> **Action item**: Please show all lines of the records that include "shadow".

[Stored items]
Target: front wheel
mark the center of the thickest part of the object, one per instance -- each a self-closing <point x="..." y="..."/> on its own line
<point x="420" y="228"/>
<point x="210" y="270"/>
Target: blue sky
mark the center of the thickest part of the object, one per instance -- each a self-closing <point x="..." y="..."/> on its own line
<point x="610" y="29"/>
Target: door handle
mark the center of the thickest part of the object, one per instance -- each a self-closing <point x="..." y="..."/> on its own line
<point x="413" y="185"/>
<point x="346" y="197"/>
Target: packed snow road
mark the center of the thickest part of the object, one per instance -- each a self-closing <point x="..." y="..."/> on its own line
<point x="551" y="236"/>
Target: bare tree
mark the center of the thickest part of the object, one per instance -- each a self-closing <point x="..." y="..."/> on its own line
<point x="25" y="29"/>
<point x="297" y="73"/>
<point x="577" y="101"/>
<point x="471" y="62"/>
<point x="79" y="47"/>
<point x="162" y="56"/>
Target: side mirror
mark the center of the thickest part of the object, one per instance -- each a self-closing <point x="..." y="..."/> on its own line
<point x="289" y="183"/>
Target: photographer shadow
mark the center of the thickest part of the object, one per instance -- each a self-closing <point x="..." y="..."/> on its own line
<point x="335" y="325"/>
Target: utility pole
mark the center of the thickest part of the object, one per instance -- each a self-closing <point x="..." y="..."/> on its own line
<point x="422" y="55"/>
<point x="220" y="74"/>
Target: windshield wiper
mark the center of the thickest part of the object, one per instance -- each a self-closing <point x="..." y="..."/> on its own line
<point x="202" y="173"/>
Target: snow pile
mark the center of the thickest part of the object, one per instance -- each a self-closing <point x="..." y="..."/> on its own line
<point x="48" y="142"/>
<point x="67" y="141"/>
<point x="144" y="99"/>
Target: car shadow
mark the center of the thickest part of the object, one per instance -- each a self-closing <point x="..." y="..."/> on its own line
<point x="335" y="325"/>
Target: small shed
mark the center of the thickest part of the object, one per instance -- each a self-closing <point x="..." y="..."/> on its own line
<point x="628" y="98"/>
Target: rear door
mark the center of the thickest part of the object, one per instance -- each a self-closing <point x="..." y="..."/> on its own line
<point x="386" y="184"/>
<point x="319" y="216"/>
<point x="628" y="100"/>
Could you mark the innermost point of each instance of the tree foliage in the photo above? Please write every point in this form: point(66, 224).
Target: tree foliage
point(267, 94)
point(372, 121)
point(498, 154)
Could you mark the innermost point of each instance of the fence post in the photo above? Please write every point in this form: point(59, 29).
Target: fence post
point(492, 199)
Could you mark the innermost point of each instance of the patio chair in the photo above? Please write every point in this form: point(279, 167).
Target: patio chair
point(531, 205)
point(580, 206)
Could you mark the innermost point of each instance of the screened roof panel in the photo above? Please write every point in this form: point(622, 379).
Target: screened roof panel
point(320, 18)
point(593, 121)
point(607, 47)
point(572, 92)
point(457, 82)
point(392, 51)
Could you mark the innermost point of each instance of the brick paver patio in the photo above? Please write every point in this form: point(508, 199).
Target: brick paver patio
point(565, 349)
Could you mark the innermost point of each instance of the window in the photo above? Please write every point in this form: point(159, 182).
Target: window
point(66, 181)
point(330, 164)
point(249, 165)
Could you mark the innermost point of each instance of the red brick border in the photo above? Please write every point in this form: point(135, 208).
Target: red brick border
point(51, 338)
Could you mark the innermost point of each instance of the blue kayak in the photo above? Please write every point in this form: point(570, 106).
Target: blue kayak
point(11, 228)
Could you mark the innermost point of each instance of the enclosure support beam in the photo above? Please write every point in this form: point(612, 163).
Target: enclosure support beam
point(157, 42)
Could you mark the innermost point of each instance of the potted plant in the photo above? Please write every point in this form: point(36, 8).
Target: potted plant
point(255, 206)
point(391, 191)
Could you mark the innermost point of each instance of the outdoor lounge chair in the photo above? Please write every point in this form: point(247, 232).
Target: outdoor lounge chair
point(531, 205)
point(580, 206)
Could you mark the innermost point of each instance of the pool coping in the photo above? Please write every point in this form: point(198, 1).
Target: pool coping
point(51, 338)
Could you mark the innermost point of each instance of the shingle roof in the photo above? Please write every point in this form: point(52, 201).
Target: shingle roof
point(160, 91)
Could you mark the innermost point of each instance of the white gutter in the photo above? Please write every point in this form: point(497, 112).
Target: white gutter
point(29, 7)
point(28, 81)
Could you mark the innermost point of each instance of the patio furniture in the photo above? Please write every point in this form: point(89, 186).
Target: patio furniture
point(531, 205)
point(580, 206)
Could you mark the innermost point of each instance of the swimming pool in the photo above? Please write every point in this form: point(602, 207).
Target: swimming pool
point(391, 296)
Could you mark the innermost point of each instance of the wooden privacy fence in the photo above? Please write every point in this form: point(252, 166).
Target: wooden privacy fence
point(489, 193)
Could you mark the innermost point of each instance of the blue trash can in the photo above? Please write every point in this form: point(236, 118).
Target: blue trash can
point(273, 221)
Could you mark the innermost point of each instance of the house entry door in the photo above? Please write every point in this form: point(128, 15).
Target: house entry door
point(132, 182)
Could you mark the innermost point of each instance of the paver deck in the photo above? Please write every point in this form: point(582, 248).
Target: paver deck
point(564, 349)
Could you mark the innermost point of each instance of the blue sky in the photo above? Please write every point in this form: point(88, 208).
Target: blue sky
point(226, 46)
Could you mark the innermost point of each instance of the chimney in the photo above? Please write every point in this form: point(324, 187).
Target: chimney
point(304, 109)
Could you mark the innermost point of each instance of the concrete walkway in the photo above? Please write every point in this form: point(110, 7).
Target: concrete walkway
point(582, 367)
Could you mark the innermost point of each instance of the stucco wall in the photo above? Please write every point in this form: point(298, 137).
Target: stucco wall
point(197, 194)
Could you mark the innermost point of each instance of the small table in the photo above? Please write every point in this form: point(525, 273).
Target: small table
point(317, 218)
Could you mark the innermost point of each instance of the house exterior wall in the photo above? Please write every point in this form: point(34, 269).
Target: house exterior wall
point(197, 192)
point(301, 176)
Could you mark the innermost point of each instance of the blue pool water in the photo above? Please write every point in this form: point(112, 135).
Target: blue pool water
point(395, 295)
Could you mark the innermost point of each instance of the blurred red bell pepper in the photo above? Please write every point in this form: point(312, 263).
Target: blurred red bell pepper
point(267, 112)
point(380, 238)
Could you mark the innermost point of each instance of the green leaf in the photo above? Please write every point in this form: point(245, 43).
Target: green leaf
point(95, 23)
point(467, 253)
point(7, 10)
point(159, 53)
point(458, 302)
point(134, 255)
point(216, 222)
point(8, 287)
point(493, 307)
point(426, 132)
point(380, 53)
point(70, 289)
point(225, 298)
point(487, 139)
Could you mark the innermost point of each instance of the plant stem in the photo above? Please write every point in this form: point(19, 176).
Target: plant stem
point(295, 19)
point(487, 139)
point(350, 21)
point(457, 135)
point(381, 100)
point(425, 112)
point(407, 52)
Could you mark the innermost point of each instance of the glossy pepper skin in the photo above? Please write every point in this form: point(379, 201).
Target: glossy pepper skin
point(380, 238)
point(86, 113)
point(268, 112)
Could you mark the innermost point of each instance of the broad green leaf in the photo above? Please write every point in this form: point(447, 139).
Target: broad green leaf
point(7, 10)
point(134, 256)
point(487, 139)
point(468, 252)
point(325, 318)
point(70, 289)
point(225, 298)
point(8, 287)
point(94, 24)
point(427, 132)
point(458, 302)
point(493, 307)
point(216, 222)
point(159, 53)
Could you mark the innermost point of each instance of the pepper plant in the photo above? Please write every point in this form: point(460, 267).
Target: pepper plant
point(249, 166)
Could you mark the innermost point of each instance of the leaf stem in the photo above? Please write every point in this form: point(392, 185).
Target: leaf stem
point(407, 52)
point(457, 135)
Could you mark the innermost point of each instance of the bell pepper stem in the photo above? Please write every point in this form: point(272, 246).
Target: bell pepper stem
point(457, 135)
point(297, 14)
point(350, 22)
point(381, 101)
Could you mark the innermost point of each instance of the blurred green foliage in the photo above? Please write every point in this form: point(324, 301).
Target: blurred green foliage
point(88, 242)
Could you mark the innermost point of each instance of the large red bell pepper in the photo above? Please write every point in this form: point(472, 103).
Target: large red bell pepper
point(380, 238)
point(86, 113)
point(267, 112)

> **Answer space**:
Target: photographer shadow
Target: car shadow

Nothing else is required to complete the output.